---------- DATA FOR REVIEW
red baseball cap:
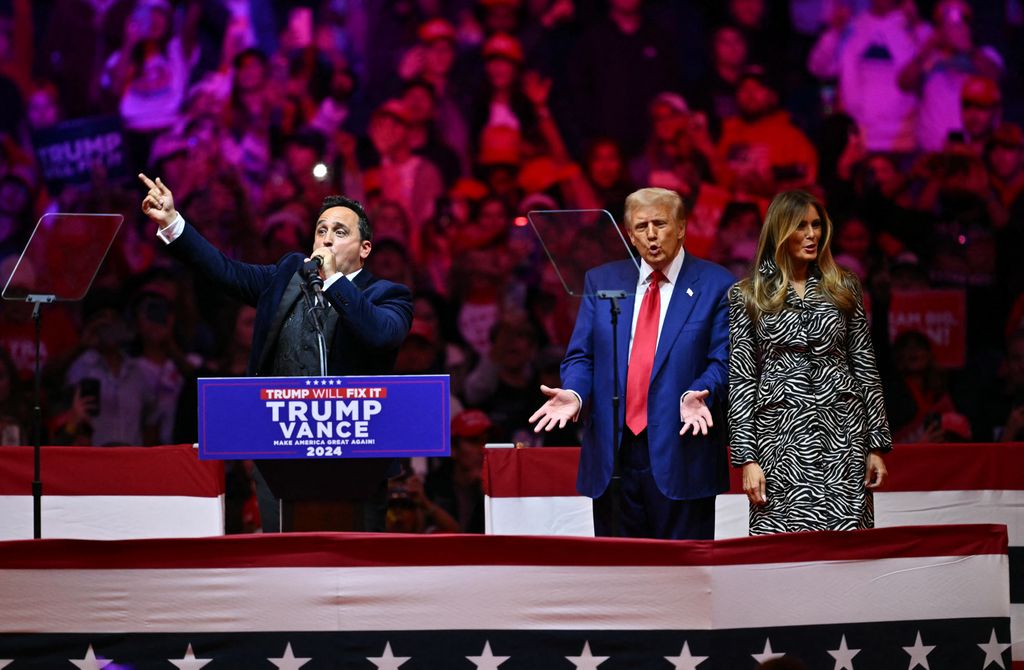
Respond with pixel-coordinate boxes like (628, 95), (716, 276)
(452, 409), (493, 438)
(418, 18), (456, 43)
(482, 34), (524, 63)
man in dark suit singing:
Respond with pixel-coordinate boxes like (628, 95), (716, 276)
(139, 173), (413, 532)
(530, 187), (733, 539)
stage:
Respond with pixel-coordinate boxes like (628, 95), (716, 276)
(0, 443), (1018, 668)
(0, 524), (1012, 668)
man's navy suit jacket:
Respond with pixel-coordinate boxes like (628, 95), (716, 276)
(561, 254), (733, 500)
(167, 223), (413, 376)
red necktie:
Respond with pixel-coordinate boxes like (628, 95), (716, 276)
(625, 270), (664, 434)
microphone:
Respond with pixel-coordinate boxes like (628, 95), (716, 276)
(302, 256), (324, 305)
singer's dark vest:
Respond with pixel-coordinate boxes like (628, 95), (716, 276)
(267, 273), (340, 376)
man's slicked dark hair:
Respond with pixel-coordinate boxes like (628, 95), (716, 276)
(317, 195), (372, 242)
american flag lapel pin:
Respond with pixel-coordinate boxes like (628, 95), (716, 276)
(686, 288), (694, 297)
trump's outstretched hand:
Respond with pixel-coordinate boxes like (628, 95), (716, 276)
(138, 173), (177, 229)
(679, 389), (712, 436)
(529, 385), (580, 432)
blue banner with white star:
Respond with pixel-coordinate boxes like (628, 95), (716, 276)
(0, 525), (1012, 669)
(197, 375), (450, 460)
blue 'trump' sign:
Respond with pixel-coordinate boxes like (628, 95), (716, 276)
(197, 375), (450, 460)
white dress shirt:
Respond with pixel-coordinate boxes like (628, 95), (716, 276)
(566, 249), (694, 417)
(627, 248), (685, 358)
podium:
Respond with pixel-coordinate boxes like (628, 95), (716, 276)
(257, 458), (396, 531)
(196, 374), (451, 532)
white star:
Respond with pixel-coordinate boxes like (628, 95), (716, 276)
(565, 641), (609, 669)
(752, 639), (785, 664)
(466, 641), (510, 669)
(69, 645), (113, 670)
(826, 635), (861, 670)
(313, 379), (320, 386)
(978, 629), (1010, 669)
(664, 640), (708, 670)
(903, 631), (936, 670)
(168, 644), (212, 669)
(367, 642), (410, 670)
(268, 642), (311, 670)
(305, 379), (311, 385)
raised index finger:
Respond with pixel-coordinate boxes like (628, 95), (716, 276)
(138, 173), (158, 190)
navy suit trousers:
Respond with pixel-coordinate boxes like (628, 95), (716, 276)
(592, 428), (716, 540)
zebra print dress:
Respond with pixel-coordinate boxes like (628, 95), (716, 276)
(727, 264), (892, 535)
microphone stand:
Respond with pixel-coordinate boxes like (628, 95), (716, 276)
(301, 260), (328, 376)
(596, 290), (627, 537)
(26, 294), (55, 539)
(299, 282), (328, 377)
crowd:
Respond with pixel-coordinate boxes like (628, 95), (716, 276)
(0, 0), (1023, 533)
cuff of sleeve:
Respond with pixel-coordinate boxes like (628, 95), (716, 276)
(728, 431), (756, 467)
(681, 389), (713, 409)
(730, 452), (757, 468)
(867, 431), (893, 453)
(156, 213), (185, 244)
(567, 389), (583, 422)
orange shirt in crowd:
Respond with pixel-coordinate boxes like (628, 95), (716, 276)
(717, 110), (819, 188)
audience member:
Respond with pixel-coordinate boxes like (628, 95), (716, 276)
(402, 78), (462, 187)
(568, 0), (683, 151)
(0, 347), (28, 445)
(464, 311), (543, 439)
(718, 65), (819, 194)
(62, 304), (159, 446)
(400, 18), (471, 171)
(629, 92), (691, 188)
(959, 75), (1002, 150)
(130, 280), (189, 444)
(808, 0), (928, 153)
(426, 409), (492, 533)
(101, 0), (200, 169)
(987, 123), (1024, 209)
(884, 330), (965, 443)
(25, 80), (61, 131)
(368, 98), (444, 264)
(971, 330), (1024, 441)
(387, 468), (460, 534)
(691, 24), (747, 137)
(472, 33), (535, 142)
(583, 137), (634, 223)
(898, 0), (1003, 151)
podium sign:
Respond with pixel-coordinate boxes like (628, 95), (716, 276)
(198, 375), (450, 460)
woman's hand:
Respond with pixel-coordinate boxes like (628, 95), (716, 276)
(865, 451), (887, 489)
(742, 462), (767, 505)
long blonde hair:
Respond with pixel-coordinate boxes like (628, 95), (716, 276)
(737, 190), (858, 317)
--------------------
ACTIVITY: Exact copies of the lines from the one containing "orange shirt in" through the final line of the records are all the answer should hold.

RESPONSE TO THE TASK:
orange shirt in crowd:
Respond with pixel-coordinate boxes like (628, 95), (716, 276)
(717, 110), (819, 188)
audience member:
Respond with pixel-coordinate boxes like (628, 95), (716, 276)
(402, 78), (462, 187)
(568, 0), (683, 151)
(0, 347), (28, 445)
(464, 311), (543, 439)
(718, 65), (819, 194)
(62, 304), (159, 446)
(400, 18), (471, 171)
(629, 92), (691, 188)
(959, 75), (1002, 150)
(130, 280), (189, 444)
(808, 0), (928, 153)
(426, 409), (492, 533)
(101, 0), (200, 169)
(987, 123), (1024, 209)
(884, 330), (965, 443)
(25, 80), (61, 131)
(368, 98), (444, 264)
(971, 330), (1024, 441)
(387, 468), (460, 534)
(691, 24), (747, 137)
(472, 33), (535, 142)
(583, 137), (634, 223)
(898, 0), (1003, 151)
podium sign:
Respond with pixel-coordinate boxes like (628, 95), (716, 276)
(198, 375), (450, 460)
woman's hand:
Respond with pixel-coordinate boxes like (628, 95), (716, 276)
(865, 451), (887, 489)
(742, 462), (767, 505)
long blonde hair:
Respond with pixel-coordinate boxes like (628, 95), (716, 276)
(737, 190), (858, 317)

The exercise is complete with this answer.